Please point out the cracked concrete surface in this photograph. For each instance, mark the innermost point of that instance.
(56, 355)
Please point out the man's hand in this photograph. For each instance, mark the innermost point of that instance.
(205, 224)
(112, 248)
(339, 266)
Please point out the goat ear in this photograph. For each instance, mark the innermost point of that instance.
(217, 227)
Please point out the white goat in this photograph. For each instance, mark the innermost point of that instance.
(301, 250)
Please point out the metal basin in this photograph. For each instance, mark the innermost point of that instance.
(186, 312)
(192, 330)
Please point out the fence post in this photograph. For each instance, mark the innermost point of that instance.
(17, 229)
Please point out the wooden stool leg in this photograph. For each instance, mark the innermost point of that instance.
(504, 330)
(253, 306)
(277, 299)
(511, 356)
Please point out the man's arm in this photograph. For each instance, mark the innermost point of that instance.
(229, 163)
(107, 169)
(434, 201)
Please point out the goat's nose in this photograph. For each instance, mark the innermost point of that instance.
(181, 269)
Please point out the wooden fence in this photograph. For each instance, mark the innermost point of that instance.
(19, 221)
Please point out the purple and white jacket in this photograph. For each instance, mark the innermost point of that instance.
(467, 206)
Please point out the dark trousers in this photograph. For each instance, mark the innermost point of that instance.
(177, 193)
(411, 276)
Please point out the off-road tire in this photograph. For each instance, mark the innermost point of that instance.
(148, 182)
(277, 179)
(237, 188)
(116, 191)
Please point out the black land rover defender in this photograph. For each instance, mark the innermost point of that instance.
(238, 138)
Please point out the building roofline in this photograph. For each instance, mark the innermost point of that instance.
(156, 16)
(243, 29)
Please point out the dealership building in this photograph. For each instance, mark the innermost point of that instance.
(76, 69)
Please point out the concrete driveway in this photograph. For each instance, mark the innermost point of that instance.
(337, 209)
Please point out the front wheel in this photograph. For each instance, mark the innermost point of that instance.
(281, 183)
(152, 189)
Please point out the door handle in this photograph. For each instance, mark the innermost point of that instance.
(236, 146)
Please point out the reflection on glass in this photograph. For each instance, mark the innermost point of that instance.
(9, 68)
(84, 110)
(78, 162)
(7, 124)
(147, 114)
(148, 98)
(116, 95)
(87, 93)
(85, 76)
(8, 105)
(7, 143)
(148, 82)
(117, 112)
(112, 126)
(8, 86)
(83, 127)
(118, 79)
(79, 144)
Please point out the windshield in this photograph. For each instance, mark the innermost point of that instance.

== What the task asks ==
Please quote the lines above word for word, starting at the line that contains "Please point out the building" and ending with the final line.

== Exercise output ==
Please point out the building roofline in this photograph. For each instance, mark the innermost point of that instance.
(156, 16)
(243, 29)
Please point out the dealership building in this photograph. For each instance, mark the innermost point of that instance.
(76, 69)
Please point out the concrete driveway in this photograph. For each instance, mark the innermost point of that instance.
(337, 209)
Please point out the front wheel in this photograph. For each instance, mark the innermost point of that instance.
(281, 183)
(152, 189)
Please point out the door handle in this photograph. For each instance, mark the innermost point of that instance.
(236, 146)
Please point out the reflection on glass in this photograph. For each instance, mark the innermost point of that instance.
(9, 68)
(84, 110)
(78, 162)
(7, 124)
(147, 114)
(148, 98)
(116, 95)
(87, 93)
(85, 76)
(8, 105)
(7, 143)
(148, 82)
(117, 112)
(112, 126)
(8, 86)
(83, 127)
(118, 79)
(79, 144)
Please point out the windshield in this photograph. For each instance, mark the innermost point of that instance.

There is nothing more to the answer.